— Start WORKING DATA —

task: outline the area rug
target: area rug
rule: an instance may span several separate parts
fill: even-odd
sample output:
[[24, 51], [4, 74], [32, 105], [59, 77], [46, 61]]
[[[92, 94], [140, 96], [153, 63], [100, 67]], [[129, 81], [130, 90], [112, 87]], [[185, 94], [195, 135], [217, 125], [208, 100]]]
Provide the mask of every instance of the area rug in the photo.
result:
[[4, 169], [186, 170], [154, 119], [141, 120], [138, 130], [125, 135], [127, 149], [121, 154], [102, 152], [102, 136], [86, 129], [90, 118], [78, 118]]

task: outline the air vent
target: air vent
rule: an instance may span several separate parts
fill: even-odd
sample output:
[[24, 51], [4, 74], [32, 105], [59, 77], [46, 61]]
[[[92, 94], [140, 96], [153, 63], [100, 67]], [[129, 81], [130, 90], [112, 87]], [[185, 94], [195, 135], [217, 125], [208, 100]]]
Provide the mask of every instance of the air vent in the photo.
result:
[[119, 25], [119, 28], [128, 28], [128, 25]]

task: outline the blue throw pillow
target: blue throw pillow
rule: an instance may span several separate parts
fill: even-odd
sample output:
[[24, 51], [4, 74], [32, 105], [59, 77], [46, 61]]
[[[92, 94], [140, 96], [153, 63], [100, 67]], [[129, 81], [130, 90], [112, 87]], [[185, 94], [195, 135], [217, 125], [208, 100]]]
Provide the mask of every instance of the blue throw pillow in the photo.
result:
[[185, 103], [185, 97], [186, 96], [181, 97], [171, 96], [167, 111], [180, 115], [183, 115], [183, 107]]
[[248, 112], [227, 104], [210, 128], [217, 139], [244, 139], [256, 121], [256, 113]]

— End WORKING DATA —

Copy all of the material above word for word, keeping every line in its original order.

CORRECT ANSWER -
task: outline the area rug
target: area rug
rule: an instance may span several separate parts
fill: even-odd
sample output:
[[24, 51], [4, 74], [32, 105], [59, 77], [46, 61]]
[[[92, 94], [140, 96], [153, 63], [100, 67]], [[129, 81], [130, 90], [112, 87]], [[185, 94], [195, 135], [217, 125], [208, 100]]]
Provide the mask of every instance of the area rug in the photo.
result:
[[4, 169], [186, 170], [154, 119], [141, 120], [138, 130], [125, 135], [127, 149], [121, 154], [102, 152], [102, 136], [86, 129], [90, 118], [78, 118]]

task: outline the air vent
target: air vent
rule: an instance may span several separate parts
fill: even-odd
sample output:
[[24, 51], [4, 74], [32, 105], [59, 77], [46, 61]]
[[[92, 94], [140, 96], [153, 63], [100, 67]], [[129, 81], [130, 90], [112, 87]], [[185, 94], [195, 135], [217, 125], [208, 100]]]
Provide the mask of every instance of the air vent in the photo.
result:
[[119, 25], [119, 28], [128, 28], [128, 25]]

task: outline the blue throw pillow
target: blue throw pillow
rule: an instance may span several separate parts
fill: even-odd
sample output:
[[24, 51], [4, 74], [32, 105], [59, 77], [46, 61]]
[[[92, 94], [140, 96], [153, 63], [100, 67]], [[129, 81], [130, 90], [112, 87]], [[185, 94], [195, 135], [217, 125], [208, 100]]]
Provide the mask of every instance of the blue throw pillow in the photo.
result:
[[185, 103], [185, 97], [186, 96], [181, 97], [171, 96], [167, 111], [180, 115], [183, 115], [183, 107]]
[[248, 112], [227, 104], [210, 128], [217, 139], [244, 139], [256, 121], [256, 113]]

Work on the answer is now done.